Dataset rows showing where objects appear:
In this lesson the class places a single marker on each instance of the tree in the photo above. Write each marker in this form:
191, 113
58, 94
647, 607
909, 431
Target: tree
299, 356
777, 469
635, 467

**EXERCISE DETAILS**:
Output the lines of every item above again, copying each one without any change.

**EXERCISE SOLUTION**:
In this lesson the class places a single marker on each instance of the tree in the photo above. Write each marker in this form:
191, 113
58, 94
647, 607
909, 431
Target: tree
299, 356
777, 469
635, 467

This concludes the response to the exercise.